Records from a collection:
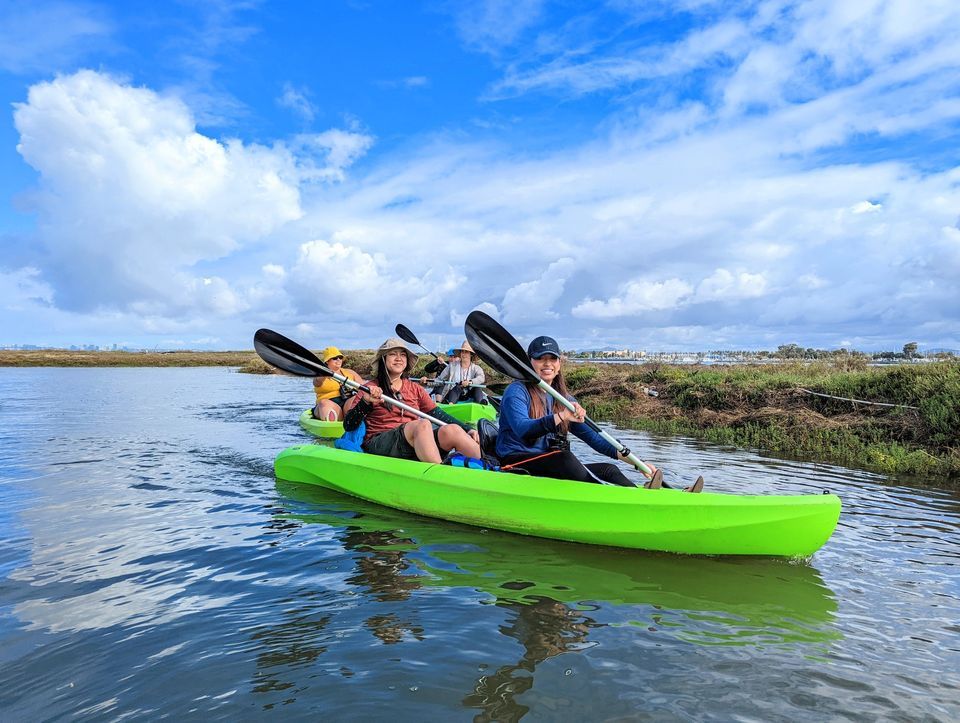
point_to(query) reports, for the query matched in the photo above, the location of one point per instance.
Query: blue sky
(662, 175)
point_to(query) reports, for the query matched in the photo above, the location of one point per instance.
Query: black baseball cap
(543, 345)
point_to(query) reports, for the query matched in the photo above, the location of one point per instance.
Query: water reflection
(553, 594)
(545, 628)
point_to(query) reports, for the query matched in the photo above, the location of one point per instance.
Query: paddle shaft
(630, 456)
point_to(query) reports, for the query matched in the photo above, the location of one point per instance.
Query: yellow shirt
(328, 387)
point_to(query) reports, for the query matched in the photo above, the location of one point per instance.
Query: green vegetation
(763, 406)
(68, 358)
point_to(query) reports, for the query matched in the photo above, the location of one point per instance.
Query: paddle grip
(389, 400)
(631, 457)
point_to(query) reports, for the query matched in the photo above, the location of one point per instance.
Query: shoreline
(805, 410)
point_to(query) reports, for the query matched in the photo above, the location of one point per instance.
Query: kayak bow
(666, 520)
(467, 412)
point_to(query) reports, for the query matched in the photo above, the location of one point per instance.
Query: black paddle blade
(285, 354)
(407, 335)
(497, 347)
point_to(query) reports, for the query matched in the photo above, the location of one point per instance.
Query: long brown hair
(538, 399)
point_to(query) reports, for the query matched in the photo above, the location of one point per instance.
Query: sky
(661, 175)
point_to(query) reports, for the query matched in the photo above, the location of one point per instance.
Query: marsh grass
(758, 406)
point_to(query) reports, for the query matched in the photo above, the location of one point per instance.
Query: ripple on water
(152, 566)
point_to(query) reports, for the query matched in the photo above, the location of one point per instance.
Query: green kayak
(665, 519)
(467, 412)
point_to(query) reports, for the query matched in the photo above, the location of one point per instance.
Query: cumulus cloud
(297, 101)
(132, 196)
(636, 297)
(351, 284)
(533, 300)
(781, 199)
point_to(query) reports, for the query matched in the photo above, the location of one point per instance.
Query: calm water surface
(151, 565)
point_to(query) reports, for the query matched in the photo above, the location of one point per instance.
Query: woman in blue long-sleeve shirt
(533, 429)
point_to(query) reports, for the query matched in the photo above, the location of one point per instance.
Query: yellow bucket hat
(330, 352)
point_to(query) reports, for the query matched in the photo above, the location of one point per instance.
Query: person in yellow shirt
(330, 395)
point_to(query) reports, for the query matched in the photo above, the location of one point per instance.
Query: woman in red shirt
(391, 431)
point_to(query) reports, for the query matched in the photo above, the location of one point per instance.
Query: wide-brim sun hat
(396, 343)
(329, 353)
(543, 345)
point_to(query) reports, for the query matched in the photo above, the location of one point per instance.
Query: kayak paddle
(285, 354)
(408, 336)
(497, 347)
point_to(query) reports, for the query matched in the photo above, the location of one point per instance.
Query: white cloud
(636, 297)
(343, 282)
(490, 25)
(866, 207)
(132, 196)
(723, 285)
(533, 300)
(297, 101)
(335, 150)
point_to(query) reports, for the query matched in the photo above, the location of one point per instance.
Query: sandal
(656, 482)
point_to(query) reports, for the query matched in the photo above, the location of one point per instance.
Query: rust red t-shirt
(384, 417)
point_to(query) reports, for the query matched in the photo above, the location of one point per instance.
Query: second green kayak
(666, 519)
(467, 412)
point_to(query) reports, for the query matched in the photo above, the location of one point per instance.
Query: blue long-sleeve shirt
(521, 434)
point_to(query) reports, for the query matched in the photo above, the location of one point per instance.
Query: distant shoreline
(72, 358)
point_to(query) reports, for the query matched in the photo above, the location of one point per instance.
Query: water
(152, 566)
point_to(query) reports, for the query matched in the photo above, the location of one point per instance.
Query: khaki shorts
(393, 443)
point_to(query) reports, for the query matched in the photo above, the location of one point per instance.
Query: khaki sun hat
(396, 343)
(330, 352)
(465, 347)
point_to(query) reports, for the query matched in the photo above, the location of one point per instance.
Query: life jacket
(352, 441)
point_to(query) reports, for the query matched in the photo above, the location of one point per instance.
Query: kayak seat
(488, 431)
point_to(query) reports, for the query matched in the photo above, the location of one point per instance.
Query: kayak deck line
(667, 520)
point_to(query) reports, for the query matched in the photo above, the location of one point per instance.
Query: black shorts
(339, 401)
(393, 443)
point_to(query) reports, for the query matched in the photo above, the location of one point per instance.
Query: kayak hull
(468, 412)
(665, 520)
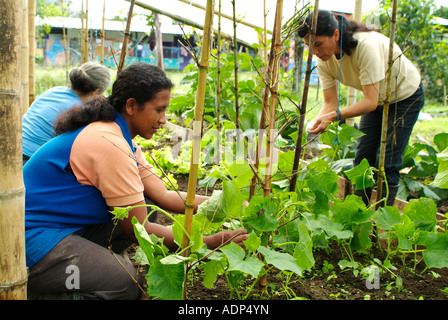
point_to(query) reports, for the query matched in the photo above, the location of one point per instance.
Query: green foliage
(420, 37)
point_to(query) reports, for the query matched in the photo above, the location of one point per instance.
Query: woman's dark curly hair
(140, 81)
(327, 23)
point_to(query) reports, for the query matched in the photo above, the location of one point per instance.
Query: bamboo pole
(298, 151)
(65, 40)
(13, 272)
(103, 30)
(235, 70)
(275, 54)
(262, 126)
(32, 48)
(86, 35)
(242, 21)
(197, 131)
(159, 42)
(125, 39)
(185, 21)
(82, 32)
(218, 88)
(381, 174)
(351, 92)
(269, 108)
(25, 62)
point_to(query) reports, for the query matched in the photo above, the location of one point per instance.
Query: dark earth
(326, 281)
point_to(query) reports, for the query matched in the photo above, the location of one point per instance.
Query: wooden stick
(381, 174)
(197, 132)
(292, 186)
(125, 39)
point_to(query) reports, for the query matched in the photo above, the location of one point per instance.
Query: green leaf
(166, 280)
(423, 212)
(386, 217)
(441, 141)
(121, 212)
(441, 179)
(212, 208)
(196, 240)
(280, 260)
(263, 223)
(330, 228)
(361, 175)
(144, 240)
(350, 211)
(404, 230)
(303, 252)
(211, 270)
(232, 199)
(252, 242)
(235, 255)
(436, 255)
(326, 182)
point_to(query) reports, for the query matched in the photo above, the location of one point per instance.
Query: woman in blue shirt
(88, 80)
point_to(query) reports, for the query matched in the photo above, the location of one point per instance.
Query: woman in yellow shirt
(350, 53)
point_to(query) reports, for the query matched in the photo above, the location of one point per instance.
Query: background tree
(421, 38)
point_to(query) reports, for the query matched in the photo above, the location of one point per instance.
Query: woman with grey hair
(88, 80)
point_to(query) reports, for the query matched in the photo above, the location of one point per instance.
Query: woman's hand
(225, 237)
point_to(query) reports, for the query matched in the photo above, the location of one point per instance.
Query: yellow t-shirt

--- Directions ---
Transcribe all the records above word for word, without their images.

--- Task output ---
point_to(query) reports, for the query matched in the photo above, the location of one point per instance.
Query: blue sky
(662, 175)
point_to(query) reports, for the query matched in the photo above, the location of one point per instance.
Query: black baseball cap
(543, 345)
point_to(query) reports, for the query matched in the photo above, the location of one point per instance.
Query: water reflection
(553, 594)
(545, 628)
point_to(query) reports, for the query matched in the photo above, the location of one point per instance.
Query: paddle shaft
(630, 456)
point_to(query) reports, for the query matched in the photo above, the location of one point per instance.
Query: yellow shirt
(328, 387)
point_to(query) reports, for the query matched in the photo above, the location of one point per instance.
Query: green vegetation
(763, 406)
(68, 358)
point_to(query) reports, for the query matched in the photo above, the location of one point per instance.
Query: paddle grip
(389, 400)
(631, 457)
point_to(query) reports, for the query matched in the photo above, the location of one point per instance.
Query: shoreline
(805, 410)
point_to(query) reports, for the query matched in the photo above, the location of one point per instance.
Query: kayak bow
(666, 520)
(467, 412)
point_to(query) reports, for the query matched in the photo above, the location of one point per instance.
Query: black paddle blade
(285, 354)
(407, 335)
(497, 347)
point_to(query) reports, for the query matched in the photo above, the location of one point per instance.
Query: long brown hair
(538, 399)
point_to(query) reports, for the query matched in the photo above, the location of one point per instance.
Query: sky
(661, 175)
point_to(query) reports, for the query matched in the photo above, the location of one point per instance.
Query: marsh grass
(758, 406)
point_to(query) reports, for the query matched in the photo above, the location of one point per instance.
Query: ripple on water
(152, 566)
point_to(query) reports, for the query matched in the photo above, the location of one point per instance.
Query: green kayak
(665, 519)
(467, 412)
point_to(query) reports, for the query matched in the photo above, the location of one point per instance.
Query: cumulus cloud
(297, 101)
(132, 196)
(636, 297)
(351, 284)
(533, 300)
(781, 199)
point_to(query) reports, for the query matched in the photo above, the location of one point per instance.
Query: calm water surface
(151, 565)
point_to(query) reports, for the query matched in the photo above, the location of one point per instance.
Query: woman in blue long-sleeve shirt
(533, 429)
point_to(query) reports, for the query matched in the photo above, the location of one point per instance.
Query: yellow bucket hat
(330, 352)
point_to(query) reports, for the query matched in the photo above, the location of one point per instance.
Query: person in yellow shirt
(330, 395)
point_to(query) reports, for the query matched in the photo above, the location of one point per instance.
Query: woman in red shirt
(391, 431)
point_to(query) reports, for the query matched in the photo above, the location of one point per instance.
Query: wide-brim sun hat
(396, 343)
(329, 353)
(543, 345)
point_to(query) reports, for the query matched in the photo above, the location of one point per instance.
Query: kayak paddle
(285, 354)
(408, 336)
(497, 347)
point_to(query) reports, for the query matched in the photo above, the location of one point per instance.
Query: white cloud
(636, 297)
(343, 282)
(490, 25)
(866, 207)
(132, 196)
(723, 285)
(533, 300)
(297, 101)
(335, 150)
point_to(query) reports, for the query matched in the photo above, the location of one point per instance.
Query: sandal
(656, 482)
point_to(query) reports, for the query matched in the photo above, the location of one point per instance.
Query: rust red t-shirt
(384, 417)
point_to(query) reports, for the query matched in the photo above, the location of one point per instance.
Query: second green kayak
(666, 519)
(467, 412)
point_to(query) reports, for the query matched in the photo above, the location of one point per instance.
Query: blue long-sleeve shirt
(521, 434)
point_to(query) reports, for the query matched in the photo above, the location of one point per instance.
Query: distant shoreline
(72, 358)
point_to(query) reports, for the query matched in the photo above, the location of one point per instance.
Query: water
(152, 566)
point_to(query) reports, for the query matched in the photo above, the location of one point per instance.
Query: khaki shorts
(393, 443)
point_to(query) reports, for the query matched in the photo above, the location of one point per instance.
Query: khaki sun hat
(396, 343)
(330, 352)
(465, 347)
point_to(query) reports, for the query matched in the photo above, the location of one point per instance.
Query: life jacket
(352, 441)
point_to(query) reports, for the query matched in the photo above, the location of one point per instance.
Query: kayak seat
(488, 431)
point_to(query) reports, for the query matched in the photo above, the location of one point per instance.
Query: kayak deck line
(667, 520)
point_to(query) reports, for the query matched in the photo above, the location of one point per instance.
Query: black shorts
(339, 401)
(393, 443)
point_to(query) reports, for the query matched in the photo above, the location of one point per instance.
Query: kayak hull
(468, 412)
(665, 520)
point_to(query) reports, for the query matched in the photo above, the location of one point per instance.
Query: green foliage
(420, 37)
point_to(query) reports, for the query matched in the photo above, the location of one point per instance.
Query: woman's dark curly hair
(140, 81)
(327, 23)
point_to(query) reports, for the query matched in the photo above, the location of one point per instance.
Query: bamboo pole
(298, 151)
(65, 40)
(13, 272)
(103, 30)
(235, 70)
(275, 54)
(262, 126)
(32, 48)
(86, 35)
(242, 21)
(197, 131)
(159, 42)
(125, 39)
(185, 21)
(82, 32)
(218, 88)
(381, 174)
(351, 92)
(269, 108)
(25, 62)
point_to(query) reports, for the query matched in the photo above, the location of one point per instance.
Query: dark earth
(326, 281)
point_to(query) reports, for the query matched in the photo above, the location of one point per instance.
Query: wooden stick
(381, 174)
(197, 132)
(292, 186)
(125, 39)
point_to(query) reports, for the query matched in the photo above, the location of one point per instance.
Query: green leaf
(166, 280)
(423, 212)
(386, 217)
(441, 141)
(121, 212)
(441, 179)
(212, 208)
(196, 240)
(280, 260)
(263, 223)
(330, 228)
(361, 175)
(144, 240)
(350, 211)
(404, 230)
(303, 252)
(211, 270)
(232, 199)
(252, 242)
(235, 255)
(436, 255)
(326, 182)
point_to(query) reports, for the query matched in the photo above, the location of one point per instance.
Query: woman in blue shirt
(88, 80)
point_to(query) reports, for the query matched in the photo above, the location of one point per instance.
Query: woman in yellow shirt
(350, 53)
point_to(query) reports, for the query matched in the photo above, the location of one point per instance.
Query: background tree
(421, 38)
point_to(query) reports, for the query matched in the photo above, the location of one point per instance.
Query: woman with grey hair
(88, 80)
point_to(query) reports, for the query matched in the photo above, the location of one point per instance.
Query: woman's hand
(225, 237)
point_to(query) reports, for the query matched in the photo above, the location of one point per instance.
Query: yellow t-shirt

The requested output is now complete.